:: WHAT THIS TASK INVOLVES ::
Translate this sentence from the interview about Myanmar's 2020 election below into Spanish: "It is important to make elections become a normal part of the political transition."

:: EXTRACT ::
************

Friday, 08 November 2019
From The Irrawaddy
12 October 2019
Kyaw Zwa Moe: Welcome to Dateline Irrawaddy. It is supposed to be one year until the next general election. The 2015 poll was the first general election in over 50 years that was free and fair and whose results were recognized.
We will discuss to what extent the next election, due in 2020, will meet democratic norms; if it will deliver accurate results; and to what extent it will impact upon shaping free and fair elections, the essence of democracy, in the future. Executive director Ko Sai Ye Kyaw Swar Myint of the People’s Alliance for Credible Elections (PACE), and vice chair of the Democratic Party for a New Society (DPNS) Ma Noe Noe Htet San join me. I’m The Irrawaddy English editor Kyaw Zwa Moe.
Looking at the history of Myanmar since 1962, the 2015 election was relatively free and fair, and its results were recognized. Though the 1990 election was free and fair, the military regime did not recognize the results. To what extent will the 2020 election be free and fair, and what will be the difficulties?
Sai Ye Kyaw Swar Myint: It is widely agreed that the 2015 election was aimed at power transfer. It can be said that it was the ultimate aim of the 2015 election. It is time to aim beyond that in the 2020 election.
It is important to make elections become a normal part of the political transition. So it is important to make sure the 2020 election is not postponed because postponing it will impede the political transition.
KZM: Do you see any possibility of that?
SYKSM: Lately, we have heard rumors that the election will be brought forward or postponed. This is an important challenge to political transition. Once such rumors spread, the Union Election Commission (UEC) should take steps to dispel suspicions by saying it plans to hold the election in a specific month. Only then will the suspicions be dispelled.
If the 2015 election was about power transfer, the biggest challenge for the 2020 election is about the degree of democracy. Because the election law was taken from the 2008 Constitution, it was specifically designed [by the military regime] for certain purposes.
Those laws no longer suit the situation in 2020. So the question is how to make it more democratic.
The main challenge concerns the extent to which it can create a level playing field for all the contesting political parties and candidates.
KZM: Can you explain in detail about that law? What barriers and challenges does it present?
SYKSM: The question is how much the UEC, the institution responsible for managing the election, is free and independent. It is the most obvious question. Under the current legal framework, the commission is accountable only to the ruling party. This poses a fundamental question about the credibility of the electoral process.

KZM: [Former President] U Thein Sein’s administration formed the UEC. Is that the case under the current government?
SYKSM: Yes, it is the same.
KZM: So you mean, the UEC needs to be independent?
SYKSM: It appears that it all depends on the behavior of individual members of the UEC. The legal framework allows them to take sides. So, I would say fundamental change should start with amending this legal framework.
KZM: Ma Noe Noe Htet San, the DPNS was established after 1988 but it only contested a few elections. But we heard that the party is taking active steps to contest the 2020 election. What challenges, problems or constraints do you face, including from the UEC?
Noe Noe Htet San: Our understanding is that the party system must be strong to strengthen democracy. To strengthen the party system, laws that regulate parties are necessary. We have seen setbacks regarding the UEC’s regulation of parties. For example, we have to submit applications to the UEC if we want to do something.
As Ko Sai said, the UEC needs to create a level playing field for political parties. It is the UEC’s responsibility to handle problems between elections. Political parties are accountable only to the constituents they represent and have no responsibility to inform any institution [of their activities]. But, what is happening is the UEC restricts the freedom of political parties. For example, it is a widely held view that federalism is important for the country.

************

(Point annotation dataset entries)
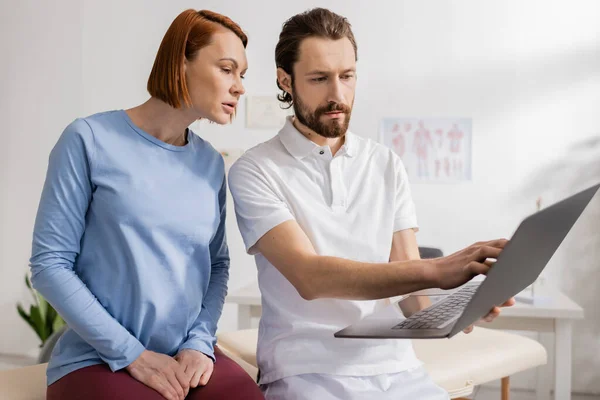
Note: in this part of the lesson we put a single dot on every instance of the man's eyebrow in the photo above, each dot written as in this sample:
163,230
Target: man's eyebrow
319,72
233,60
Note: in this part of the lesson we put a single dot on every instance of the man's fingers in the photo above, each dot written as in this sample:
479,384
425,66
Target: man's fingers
485,252
498,243
477,268
490,262
206,375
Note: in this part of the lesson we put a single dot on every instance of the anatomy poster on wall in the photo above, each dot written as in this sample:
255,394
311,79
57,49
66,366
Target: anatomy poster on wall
432,149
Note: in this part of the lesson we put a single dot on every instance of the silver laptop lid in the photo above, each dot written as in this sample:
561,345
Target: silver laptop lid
531,247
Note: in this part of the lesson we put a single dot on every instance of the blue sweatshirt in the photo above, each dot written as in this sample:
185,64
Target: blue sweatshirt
129,243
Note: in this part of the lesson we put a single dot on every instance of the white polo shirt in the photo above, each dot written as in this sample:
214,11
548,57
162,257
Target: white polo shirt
349,206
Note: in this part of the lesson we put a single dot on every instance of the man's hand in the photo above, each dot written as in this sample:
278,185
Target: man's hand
197,366
456,269
493,314
161,373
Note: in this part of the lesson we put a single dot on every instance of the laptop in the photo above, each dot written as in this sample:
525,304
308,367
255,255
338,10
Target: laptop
531,247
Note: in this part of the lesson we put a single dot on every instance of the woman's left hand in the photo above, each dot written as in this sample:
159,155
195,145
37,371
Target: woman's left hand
198,367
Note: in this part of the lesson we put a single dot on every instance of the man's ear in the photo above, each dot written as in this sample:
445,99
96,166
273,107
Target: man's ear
285,80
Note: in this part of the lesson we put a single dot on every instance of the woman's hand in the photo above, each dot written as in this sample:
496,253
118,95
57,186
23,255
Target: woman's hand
197,366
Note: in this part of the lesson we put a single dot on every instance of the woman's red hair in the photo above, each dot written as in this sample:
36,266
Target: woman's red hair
188,33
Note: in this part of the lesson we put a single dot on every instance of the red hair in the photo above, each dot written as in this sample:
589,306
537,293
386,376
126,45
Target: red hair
188,33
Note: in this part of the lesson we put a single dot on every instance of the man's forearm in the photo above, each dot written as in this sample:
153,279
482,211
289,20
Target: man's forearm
332,277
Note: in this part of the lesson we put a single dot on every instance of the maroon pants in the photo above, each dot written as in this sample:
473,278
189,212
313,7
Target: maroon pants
228,382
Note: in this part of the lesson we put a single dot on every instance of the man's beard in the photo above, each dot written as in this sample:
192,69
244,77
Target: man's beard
334,128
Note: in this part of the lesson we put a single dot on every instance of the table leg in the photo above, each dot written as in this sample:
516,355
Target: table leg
563,361
545,372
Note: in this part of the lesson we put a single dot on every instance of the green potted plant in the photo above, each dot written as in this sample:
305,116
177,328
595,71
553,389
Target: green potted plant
44,320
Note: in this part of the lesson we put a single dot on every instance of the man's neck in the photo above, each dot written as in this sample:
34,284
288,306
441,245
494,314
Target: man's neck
334,143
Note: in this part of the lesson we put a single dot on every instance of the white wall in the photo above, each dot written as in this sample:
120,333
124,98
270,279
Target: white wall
40,93
528,73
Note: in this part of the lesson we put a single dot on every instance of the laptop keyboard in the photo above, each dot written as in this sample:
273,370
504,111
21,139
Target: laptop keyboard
442,313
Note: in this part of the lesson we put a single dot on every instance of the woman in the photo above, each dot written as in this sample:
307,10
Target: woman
129,242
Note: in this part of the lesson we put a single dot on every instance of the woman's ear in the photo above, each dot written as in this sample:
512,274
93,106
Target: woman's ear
285,80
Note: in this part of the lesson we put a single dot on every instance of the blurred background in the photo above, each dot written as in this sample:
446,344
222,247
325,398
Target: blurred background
527,74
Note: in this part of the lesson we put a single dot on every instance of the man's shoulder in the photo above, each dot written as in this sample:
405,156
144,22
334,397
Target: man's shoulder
257,157
375,150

************

:: EXPECTED OUTPUT ::
Es importante hacer que las elecciones se conviertan en una parte normal de la transición política.